> [Extract]:
————

Stop “friending” people…But be a good friend

Not all that long ago the hot news story among fans of the dictionary (an admittedly small crowd) was that “unfriend” was the newest word to make its way into the English language. Thanks to Facebook, the word “friend” is now a verb and “unfriend” is part of many people’s vocabularies.

But is this a good advancement in language? Does it have unintended consequences?

At least one of my friends (the real kind, not the Facebook kind) wants to launch a verbal rebellion and refuses to use “friend” as a verb. When I remarked that he and I could become “friends” on Facebook, he informed me he refuses to adopt that terminology. He says he “connects” with people through Facebook and other social networking sites. But he wants to protect the word “friend” from extinction.

He told me, “I think it’s a bastardization of the word “friend” to use it to describe what people do on Facebook.” I’ve decided to join him in his verbal rebellion.

————

> [Given data]:

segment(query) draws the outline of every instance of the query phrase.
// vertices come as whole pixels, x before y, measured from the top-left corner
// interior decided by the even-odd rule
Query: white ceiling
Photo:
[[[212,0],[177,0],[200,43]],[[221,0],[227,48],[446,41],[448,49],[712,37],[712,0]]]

————

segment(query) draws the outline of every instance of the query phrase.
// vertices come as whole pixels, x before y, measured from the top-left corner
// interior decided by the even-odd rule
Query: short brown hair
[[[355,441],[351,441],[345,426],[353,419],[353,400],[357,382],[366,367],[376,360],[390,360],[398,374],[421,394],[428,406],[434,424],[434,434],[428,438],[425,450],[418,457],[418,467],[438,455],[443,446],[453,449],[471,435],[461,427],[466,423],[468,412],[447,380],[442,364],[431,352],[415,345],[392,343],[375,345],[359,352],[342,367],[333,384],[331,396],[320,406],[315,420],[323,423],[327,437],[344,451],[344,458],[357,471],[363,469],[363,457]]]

————

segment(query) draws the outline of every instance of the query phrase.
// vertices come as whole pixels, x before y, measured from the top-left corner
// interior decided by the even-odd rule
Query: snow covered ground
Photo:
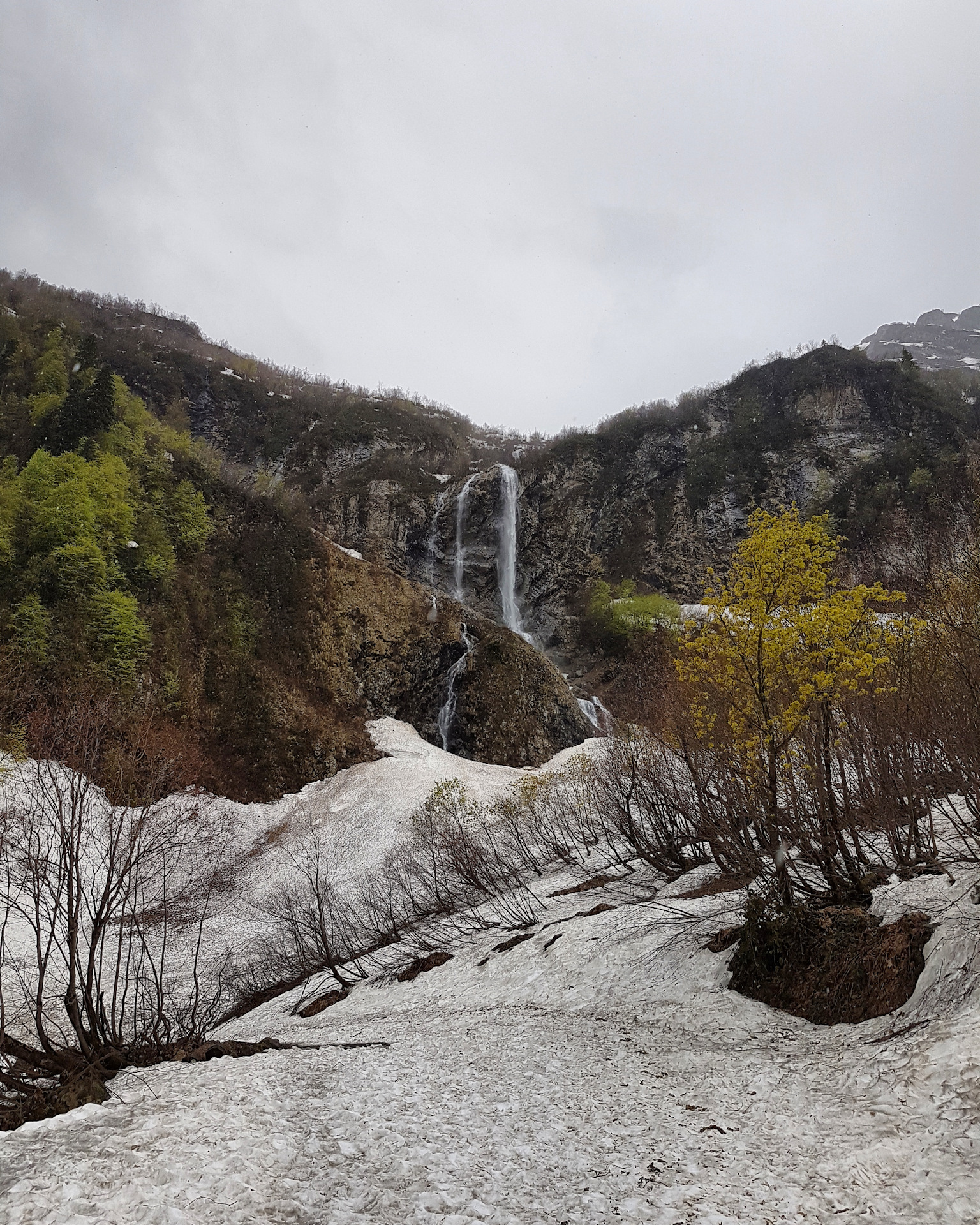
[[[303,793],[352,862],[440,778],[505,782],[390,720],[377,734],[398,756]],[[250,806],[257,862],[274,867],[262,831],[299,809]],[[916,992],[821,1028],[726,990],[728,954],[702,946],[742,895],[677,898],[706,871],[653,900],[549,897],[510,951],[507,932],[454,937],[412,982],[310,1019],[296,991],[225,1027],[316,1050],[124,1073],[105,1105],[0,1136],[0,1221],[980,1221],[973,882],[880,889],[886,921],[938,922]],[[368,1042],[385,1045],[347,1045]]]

————

> [Given task A]: From the post about friending, return the passage that begins at the words "At least one" and stops after the words "his verbal rebellion.".
> [Given task B]:
Answer these questions from the post about friending:
(i) Which word does the post say was the newest to make its way into the English language?
(ii) What word does the writer's friend use for what he does with people through Facebook and other social networking sites?
(iii) What does the writer decide to do at the end?
> [Given task C]: Extend the post about friending, picking up after its final sentence.

> [Expected answer A]:
At least one of my friends (the real kind, not the Facebook kind) wants to launch a verbal rebellion and refuses to use “friend” as a verb. When I remarked that he and I could become “friends” on Facebook, he informed me he refuses to adopt that terminology. He says he “connects” with people through Facebook and other social networking sites. But he wants to protect the word “friend” from extinction.

He told me, “I think it’s a bastardization of the word “friend” to use it to describe what people do on Facebook.” I’ve decided to join him in his verbal rebellion.

> [Expected answer B]:
(i) "Unfriend."
(ii) He says he "connects" with people.
(iii) The writer decides to join the friend in his verbal rebellion.

> [Expected answer C]:
C.S. Lewis warned that words can die. The process begins when people use a word to mean something new, perhaps something that already has a word for it. In his essay, “The Death of Words” he illustrated his point with the word “gentleman.” The word once meant someone who owned land. Over time, however, it lost that meaning and simply meant anyone of the masculine gender. But we already had a word for that – “man.” Thus, “gentleman” totally lost its original meaning and now means hardly anything at all – certainly not anything distinct or more precise than “man.”

He then went on to talk of how the term “Christian” may be dying through a similar process.

Ultimately, he warned, “…when, however reverently, you have killed a word you have also, as far as in you lay, blotted from the human mind the thing that word originally stood for. Men do not long continue to think what they have forgotten how to say.”

You may think I’m overreacting and that “friending” people on Facebook is a harmless act. My fear is that we may demean true friendship and fail to extend the effort needed to develop those valuable relationships. That takes far more than a few mouse clicks.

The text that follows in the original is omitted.